SUPPLIED ENTRIES:
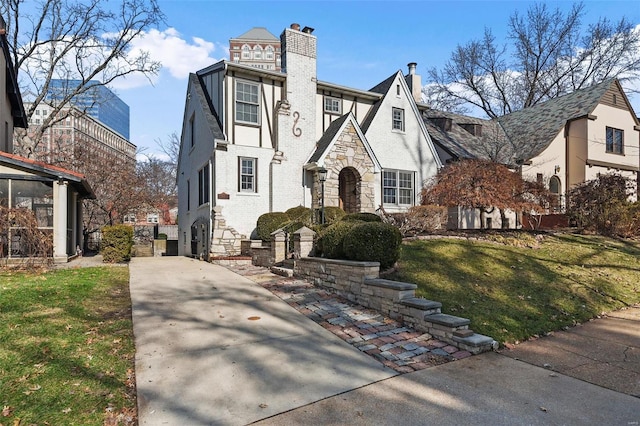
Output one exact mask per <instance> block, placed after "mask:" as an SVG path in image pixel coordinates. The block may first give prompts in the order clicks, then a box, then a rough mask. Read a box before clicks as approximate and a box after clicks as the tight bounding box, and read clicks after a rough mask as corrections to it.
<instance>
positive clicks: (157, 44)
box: [113, 28, 227, 90]
mask: <svg viewBox="0 0 640 426" xmlns="http://www.w3.org/2000/svg"><path fill="white" fill-rule="evenodd" d="M218 49H219V50H220V55H219V56H220V58H218V59H216V58H214V57H213V56H212V53H213V52H215V51H216V50H218ZM141 51H144V52H147V53H148V54H149V56H150V58H151V59H152V60H154V61H159V62H160V63H162V71H161V73H164V72H168V73H169V75H171V77H173V78H176V79H186V78H187V77H188V76H189V73H190V72H194V71H197V70H199V69H201V68H204V67H206V66H209V65H211V64H213V63H215V62H218V61H219V60H220V59H222V57H224V56H226V54H227V52H226V50H225V48H224V47H221V46H220V44H218V45H217V46H216V43H213V42H210V41H206V40H204V39H203V38H200V37H193V38H192V39H191V40H190V41H189V40H185V39H184V38H183V37H182V35H181V34H180V33H179V32H178V31H177V30H176V29H175V28H168V29H166V30H164V31H159V30H156V29H153V30H150V31H148V32H146V33H144V34H142V35H141V36H140V37H138V38H136V39H134V40H133V41H132V43H131V51H130V52H129V54H130V55H132V56H135V55H137V54H138V53H139V52H141ZM157 80H158V76H152V77H151V83H155V82H156V81H157ZM147 84H149V79H148V78H147V77H145V76H144V75H142V74H133V75H129V76H126V77H125V78H121V79H118V80H116V81H114V82H113V87H114V88H116V89H121V90H123V89H125V90H126V89H132V88H135V87H140V86H143V85H147Z"/></svg>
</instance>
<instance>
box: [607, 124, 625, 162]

WORK REQUIRED:
Only the line with "positive clicks: (157, 44)" and those preceding it, back to the first line of the entries, should be repeated exactly, without pictures.

WORKED SOLUTION:
Output one exact mask per <instance> block, placed after "mask:" as an SVG path in image pixel coordinates. The block may first give prompts in the order clicks, then a box, then a rough mask. Read a box before clicks as approximate and a box after clicks as the tight bounding box, and read clicks after a rough mask as corrections to it.
<instance>
positive clicks: (157, 44)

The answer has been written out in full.